>> begin Excerpted data

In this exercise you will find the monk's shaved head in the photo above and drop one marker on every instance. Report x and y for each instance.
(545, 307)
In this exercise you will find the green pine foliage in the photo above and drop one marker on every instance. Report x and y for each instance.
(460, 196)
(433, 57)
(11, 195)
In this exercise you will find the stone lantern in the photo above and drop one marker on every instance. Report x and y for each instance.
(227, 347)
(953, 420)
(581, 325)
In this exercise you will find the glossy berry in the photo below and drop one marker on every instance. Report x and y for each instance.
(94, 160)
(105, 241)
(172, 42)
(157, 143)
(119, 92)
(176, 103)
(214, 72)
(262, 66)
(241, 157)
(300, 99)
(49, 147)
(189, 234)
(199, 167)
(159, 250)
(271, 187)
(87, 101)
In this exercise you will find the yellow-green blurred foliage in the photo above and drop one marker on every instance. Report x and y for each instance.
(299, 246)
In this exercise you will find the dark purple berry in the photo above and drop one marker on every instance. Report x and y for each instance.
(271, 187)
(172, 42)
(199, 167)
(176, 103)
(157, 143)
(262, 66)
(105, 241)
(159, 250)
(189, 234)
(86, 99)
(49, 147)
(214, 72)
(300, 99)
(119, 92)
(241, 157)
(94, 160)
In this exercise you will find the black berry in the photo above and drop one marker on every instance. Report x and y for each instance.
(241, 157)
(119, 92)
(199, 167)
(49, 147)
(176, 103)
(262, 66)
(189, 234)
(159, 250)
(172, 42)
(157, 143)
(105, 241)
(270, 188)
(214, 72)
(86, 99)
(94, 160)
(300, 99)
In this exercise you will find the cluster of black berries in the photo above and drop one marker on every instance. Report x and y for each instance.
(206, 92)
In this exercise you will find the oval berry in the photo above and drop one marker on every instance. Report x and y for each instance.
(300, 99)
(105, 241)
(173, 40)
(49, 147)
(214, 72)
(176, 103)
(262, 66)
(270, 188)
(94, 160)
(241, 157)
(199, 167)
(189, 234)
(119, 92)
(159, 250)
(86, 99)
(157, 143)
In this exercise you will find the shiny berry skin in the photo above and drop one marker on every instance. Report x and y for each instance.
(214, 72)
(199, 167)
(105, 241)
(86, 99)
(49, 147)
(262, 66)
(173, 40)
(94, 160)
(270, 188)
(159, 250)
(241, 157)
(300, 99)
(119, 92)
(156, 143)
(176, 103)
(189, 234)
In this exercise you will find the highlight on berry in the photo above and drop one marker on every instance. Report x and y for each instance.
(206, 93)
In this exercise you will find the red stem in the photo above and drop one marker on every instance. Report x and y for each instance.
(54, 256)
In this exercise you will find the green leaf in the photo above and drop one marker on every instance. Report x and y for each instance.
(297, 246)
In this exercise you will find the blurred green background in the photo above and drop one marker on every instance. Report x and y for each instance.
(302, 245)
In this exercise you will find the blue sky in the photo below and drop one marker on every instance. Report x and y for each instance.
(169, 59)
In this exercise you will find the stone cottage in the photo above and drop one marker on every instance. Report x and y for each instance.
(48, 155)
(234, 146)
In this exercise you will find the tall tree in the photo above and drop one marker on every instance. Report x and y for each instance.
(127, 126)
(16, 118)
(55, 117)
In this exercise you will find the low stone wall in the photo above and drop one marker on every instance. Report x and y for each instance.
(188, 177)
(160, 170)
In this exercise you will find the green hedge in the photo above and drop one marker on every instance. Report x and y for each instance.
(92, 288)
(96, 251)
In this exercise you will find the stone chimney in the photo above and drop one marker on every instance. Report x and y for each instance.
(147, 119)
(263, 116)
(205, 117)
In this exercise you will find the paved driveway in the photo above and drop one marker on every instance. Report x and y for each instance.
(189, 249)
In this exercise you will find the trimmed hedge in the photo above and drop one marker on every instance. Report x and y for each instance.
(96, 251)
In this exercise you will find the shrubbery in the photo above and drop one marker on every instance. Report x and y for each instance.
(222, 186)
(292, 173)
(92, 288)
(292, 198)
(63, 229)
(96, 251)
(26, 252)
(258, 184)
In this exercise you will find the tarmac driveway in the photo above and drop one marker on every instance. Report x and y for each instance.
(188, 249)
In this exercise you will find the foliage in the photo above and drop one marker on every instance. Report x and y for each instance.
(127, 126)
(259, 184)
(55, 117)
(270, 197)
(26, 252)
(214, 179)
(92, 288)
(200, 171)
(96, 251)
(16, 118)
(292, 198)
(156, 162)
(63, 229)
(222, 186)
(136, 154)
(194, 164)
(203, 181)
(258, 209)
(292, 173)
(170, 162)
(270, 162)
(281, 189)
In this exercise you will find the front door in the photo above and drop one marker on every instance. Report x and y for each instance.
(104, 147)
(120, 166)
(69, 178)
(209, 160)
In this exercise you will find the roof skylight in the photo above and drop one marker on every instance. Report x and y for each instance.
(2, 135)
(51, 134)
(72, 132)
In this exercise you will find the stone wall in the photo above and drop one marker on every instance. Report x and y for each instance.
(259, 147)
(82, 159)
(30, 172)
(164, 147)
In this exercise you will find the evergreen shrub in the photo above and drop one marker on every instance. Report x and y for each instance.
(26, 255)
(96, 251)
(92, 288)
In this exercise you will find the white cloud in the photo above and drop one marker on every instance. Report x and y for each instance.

>> end Excerpted data

- _Directions_:
Take every line from the one containing "In this exercise you will find the paved" to the end of the listing and output it exactly, with nothing else.

- _Full response_:
In this exercise you will find the paved driveway in the photo above and drop one marker on every instance. Report x and y for each instance.
(189, 249)
In this exercise you will find the trimmed hedge in the photo above and drop one marker on every instance. Report x and y for each instance.
(96, 251)
In this exercise you will find the shrubbery in the photo above and drop one marker on every instance. Report x and y for each instance.
(222, 186)
(292, 173)
(92, 288)
(292, 198)
(63, 229)
(96, 251)
(26, 252)
(258, 184)
In this exercise you will find the tarmac driveway in the photo above and drop one marker on every instance. Report x and y for each instance.
(188, 249)
In this exercise you will find the foliage in the photo above and drop one marker on every instance. Report x and y for each instance.
(127, 126)
(259, 184)
(55, 117)
(270, 197)
(26, 252)
(214, 179)
(92, 288)
(200, 171)
(96, 251)
(16, 118)
(292, 198)
(156, 162)
(63, 229)
(222, 186)
(136, 154)
(194, 164)
(203, 181)
(258, 209)
(292, 173)
(170, 162)
(270, 162)
(281, 189)
In this exercise you will find the front door in the photo above and drop one marker on every instance. Report x and y for each instance.
(104, 147)
(120, 166)
(69, 178)
(209, 160)
In this exercise you will find the roof skylight in the photo above and drop one marker on every instance. Report x and y for each instance.
(2, 135)
(51, 134)
(72, 132)
In this exercise you will find the stone wall in the photo above and drop one marker on every instance. Report x and y for each instance.
(259, 147)
(82, 159)
(30, 172)
(164, 147)
In this exercise you will find the evergreen shrub in the photo above and drop one marker on every instance. Report x and y for each instance.
(26, 255)
(96, 251)
(92, 288)
In this exercise you will find the white cloud in the photo above and drop one marker on every instance. Report x and y for each instance.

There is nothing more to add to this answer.